A growing body of evidence suggests that traditional cancer treatments can paradoxically promote new tumor growth. Now, a team of scientists led by Dipak Panigrahy, MD, and Allison Gartung, PhD, of the Cancer Center at Beth Israel Deaconess Medical Center (BIDMC), has demonstrated that administration of anti-inflammatory treatments that prevent inflammation as well as proresolution treatments that tamp down the body's inflammatory response to surgery or chemotherapy can promote long-term survival in experimental animal cancer models. The paper was published online in The Journal of Clinical Investigation and has been named the Editor's Pick for the month of July.
Cancer therapy is a double-edged sword, as dying cancer cells can trigger inflammation and promote the growth of microscopic cancerous cells. Surgery, chemotherapy and radiation can all induce the body's inflammatory/immunosuppressive injury response. Even anesthetics can impair the resolution of inflammation."
Dipak Panigrahy, MD, BIDMC
Panigrahy and colleagues, including Charles N. Serhan, PhD, DSc, director of the Center of Experimental Therapeutics and a member of the Department of Anesthesiology, Perioperative and Pain Medicine at Brigham and Women's Hospital, hypothesized that an early blockade of the inflammatory cascade and/or accelerating the resolution of inflammation could overcome the tumor-promoting unintended consequences of cancer surgery. This novel approach of blocking inflammation and/or accelerating the resolution of inflammation before a surgical procedure could also potentially benefit the more than 30 percent of patients who do not have cancer but harbor microscopic cancers – small clusters of cancer cells that don't produce a growing tumor. Physiologic stress, including from therapeutic procedures such as surgery and anesthesia, can prompt these microscopic cancers to grow into palpable tumors.

> EXERCISE INSTRUCTIONS:
**a)** According to the article on cancer treatment and inflammation, why might blocking inflammation before surgery also help people who do not have cancer? Answer in one to three sentences.
**b)** Continue the article on cancer treatment and inflammation from the point where it stops.

(Region pointing data)
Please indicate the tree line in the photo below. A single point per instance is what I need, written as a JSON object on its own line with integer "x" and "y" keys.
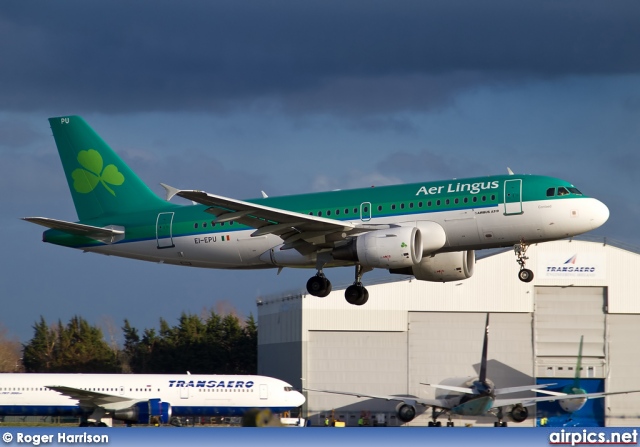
{"x": 209, "y": 344}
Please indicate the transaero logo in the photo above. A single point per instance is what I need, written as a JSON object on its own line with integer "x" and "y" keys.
{"x": 577, "y": 265}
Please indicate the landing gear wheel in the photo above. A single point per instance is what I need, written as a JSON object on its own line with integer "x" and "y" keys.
{"x": 525, "y": 275}
{"x": 356, "y": 294}
{"x": 318, "y": 286}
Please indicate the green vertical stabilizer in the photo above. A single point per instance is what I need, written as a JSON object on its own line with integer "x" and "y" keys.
{"x": 101, "y": 183}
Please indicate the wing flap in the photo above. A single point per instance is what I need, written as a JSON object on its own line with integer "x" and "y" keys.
{"x": 109, "y": 234}
{"x": 265, "y": 219}
{"x": 88, "y": 398}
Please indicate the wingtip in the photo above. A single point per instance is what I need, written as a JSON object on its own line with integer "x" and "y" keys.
{"x": 170, "y": 191}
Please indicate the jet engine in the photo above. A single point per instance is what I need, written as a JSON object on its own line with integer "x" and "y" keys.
{"x": 388, "y": 249}
{"x": 518, "y": 413}
{"x": 142, "y": 412}
{"x": 405, "y": 412}
{"x": 443, "y": 267}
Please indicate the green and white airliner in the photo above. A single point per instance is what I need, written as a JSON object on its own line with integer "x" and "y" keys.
{"x": 429, "y": 230}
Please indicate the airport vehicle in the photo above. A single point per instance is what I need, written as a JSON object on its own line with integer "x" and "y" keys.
{"x": 474, "y": 396}
{"x": 428, "y": 230}
{"x": 98, "y": 399}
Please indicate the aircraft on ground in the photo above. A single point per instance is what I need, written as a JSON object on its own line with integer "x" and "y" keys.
{"x": 429, "y": 230}
{"x": 474, "y": 396}
{"x": 571, "y": 405}
{"x": 98, "y": 399}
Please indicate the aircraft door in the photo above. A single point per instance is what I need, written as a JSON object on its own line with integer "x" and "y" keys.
{"x": 164, "y": 235}
{"x": 513, "y": 197}
{"x": 365, "y": 211}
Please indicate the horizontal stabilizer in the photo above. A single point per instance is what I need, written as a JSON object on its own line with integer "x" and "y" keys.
{"x": 457, "y": 389}
{"x": 519, "y": 389}
{"x": 109, "y": 234}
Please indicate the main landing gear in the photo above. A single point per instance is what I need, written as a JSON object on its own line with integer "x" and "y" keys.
{"x": 356, "y": 293}
{"x": 434, "y": 416}
{"x": 520, "y": 250}
{"x": 319, "y": 285}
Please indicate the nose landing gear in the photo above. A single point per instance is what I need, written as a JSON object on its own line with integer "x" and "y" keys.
{"x": 520, "y": 250}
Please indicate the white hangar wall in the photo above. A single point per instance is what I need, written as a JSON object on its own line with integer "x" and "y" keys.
{"x": 413, "y": 331}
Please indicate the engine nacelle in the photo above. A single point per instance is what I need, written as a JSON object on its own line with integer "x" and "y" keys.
{"x": 405, "y": 412}
{"x": 388, "y": 249}
{"x": 443, "y": 267}
{"x": 518, "y": 413}
{"x": 142, "y": 412}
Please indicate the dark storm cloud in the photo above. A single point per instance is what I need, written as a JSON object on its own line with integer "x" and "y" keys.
{"x": 338, "y": 56}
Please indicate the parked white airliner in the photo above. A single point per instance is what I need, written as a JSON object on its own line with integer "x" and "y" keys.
{"x": 139, "y": 398}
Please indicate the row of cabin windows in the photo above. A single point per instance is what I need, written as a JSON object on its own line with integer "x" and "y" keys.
{"x": 411, "y": 205}
{"x": 229, "y": 390}
{"x": 213, "y": 224}
{"x": 562, "y": 191}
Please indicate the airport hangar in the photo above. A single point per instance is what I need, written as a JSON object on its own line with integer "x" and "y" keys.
{"x": 414, "y": 331}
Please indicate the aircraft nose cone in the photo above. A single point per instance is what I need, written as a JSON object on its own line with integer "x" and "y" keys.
{"x": 299, "y": 399}
{"x": 599, "y": 214}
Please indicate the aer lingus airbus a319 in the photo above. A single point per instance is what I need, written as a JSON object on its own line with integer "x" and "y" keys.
{"x": 429, "y": 230}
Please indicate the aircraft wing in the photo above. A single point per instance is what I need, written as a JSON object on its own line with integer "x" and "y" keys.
{"x": 409, "y": 400}
{"x": 90, "y": 399}
{"x": 294, "y": 228}
{"x": 527, "y": 402}
{"x": 99, "y": 233}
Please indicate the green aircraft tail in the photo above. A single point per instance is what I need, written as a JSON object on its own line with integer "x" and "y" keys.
{"x": 100, "y": 182}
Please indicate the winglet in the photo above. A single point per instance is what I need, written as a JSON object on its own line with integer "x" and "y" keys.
{"x": 171, "y": 191}
{"x": 483, "y": 362}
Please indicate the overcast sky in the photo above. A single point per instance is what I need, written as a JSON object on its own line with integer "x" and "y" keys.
{"x": 235, "y": 97}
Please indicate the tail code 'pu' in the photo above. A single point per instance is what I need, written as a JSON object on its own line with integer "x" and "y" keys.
{"x": 101, "y": 183}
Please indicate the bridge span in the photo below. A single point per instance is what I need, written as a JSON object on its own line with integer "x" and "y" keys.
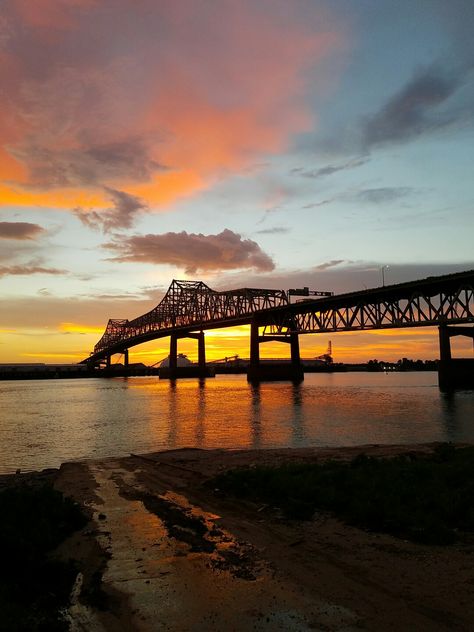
{"x": 189, "y": 308}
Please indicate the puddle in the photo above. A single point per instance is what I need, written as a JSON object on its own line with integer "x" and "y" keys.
{"x": 180, "y": 571}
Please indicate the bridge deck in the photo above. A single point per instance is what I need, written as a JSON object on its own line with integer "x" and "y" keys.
{"x": 190, "y": 305}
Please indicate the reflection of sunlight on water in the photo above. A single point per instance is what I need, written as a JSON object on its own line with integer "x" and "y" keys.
{"x": 44, "y": 423}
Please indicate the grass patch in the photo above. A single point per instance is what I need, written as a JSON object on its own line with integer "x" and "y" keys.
{"x": 426, "y": 499}
{"x": 34, "y": 587}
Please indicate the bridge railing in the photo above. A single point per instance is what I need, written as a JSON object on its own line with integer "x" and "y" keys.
{"x": 191, "y": 303}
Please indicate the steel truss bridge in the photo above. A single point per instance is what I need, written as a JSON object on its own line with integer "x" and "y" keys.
{"x": 191, "y": 307}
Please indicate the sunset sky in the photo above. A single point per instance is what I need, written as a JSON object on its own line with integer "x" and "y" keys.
{"x": 245, "y": 143}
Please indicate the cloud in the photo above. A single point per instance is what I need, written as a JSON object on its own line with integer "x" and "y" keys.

> TASK-BY-TASK OUTPUTS:
**a)** More than 30 percent of patients who do not have cancer harbor microscopic cancers, which are small clusters of cancer cells that don't produce a growing tumor. Physiologic stress, including from surgery and anesthesia, can prompt these microscopic cancers to grow into palpable tumors.

**b)**
Using a well-established animal model, the scientists found that preoperative but not postoperative administration of a nonsteroidal anti-inflammatory drug called ketorolac eliminated the spread of cancer cells in multiple tumor-resection models, resulting in significantly prolonged survival. The team also showed that preoperative administration of resolvins – naturally occurring anti-inflammatory factors produced by the human body first discovered by Serhan and colleagues at Brigham and Women's Hospital in 2002 – produced the same result. Moreover, they found that together, ketorolac and resolvins exhibited synergistic anti-tumor activity, preventing surgery or chemotherapy from converting dormant tumor cells into a growing tumor in animal models.
"Simultaneously blocking pro-inflammatory responses with ketorolac and activating endogenous resolution programs via resolvins may represent a novel approach for preventing systemic recurrence in the context of locoregional disease," said Gartung. "Clinical trials are now urgently needed to validate these animal studies," she added.
This novel approach of blocking inflammation and/or accelerating the resolution of inflammation before a surgical procedure may also benefit the more than 30 percent of patients who do not have cancer but harbor microscopic cancers – small clusters of cancer cells that don't produce a growing tumor. Physiologic stress, including from therapeutic procedures such as surgery and anesthesia, can prompt these microscopic cancers to grow into palpable tumors.
"Collectively, our findings suggest a paradigm shift in clinical approaches to cancers and non-cancer surgery protocols," Gartung said.